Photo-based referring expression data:
+---+
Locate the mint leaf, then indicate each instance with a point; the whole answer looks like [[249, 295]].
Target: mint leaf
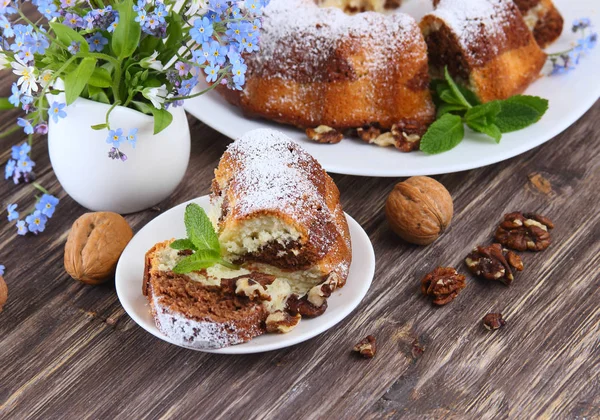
[[183, 244], [491, 130], [484, 113], [459, 97], [519, 112], [199, 260], [450, 108], [200, 230], [444, 134]]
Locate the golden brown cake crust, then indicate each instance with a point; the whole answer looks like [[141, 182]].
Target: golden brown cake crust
[[485, 44], [266, 173], [195, 315], [323, 67]]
+---+
▶ ACTIVITY: The data above must be copied exactly. Leave out the pictures.

▶ RESULT OF THE EXERCISE:
Locate the mint leaf, then indicate each instance with a point; the whole answer looks like [[249, 295]].
Target: mint leaf
[[183, 244], [491, 130], [484, 113], [459, 97], [519, 112], [199, 260], [450, 108], [200, 230], [444, 134]]
Locate the golden brown cake crust, then indicate each instance with a point; the whole answer looks like [[141, 182]].
Target: golden brown cake crust
[[485, 44], [266, 173], [195, 315], [323, 67]]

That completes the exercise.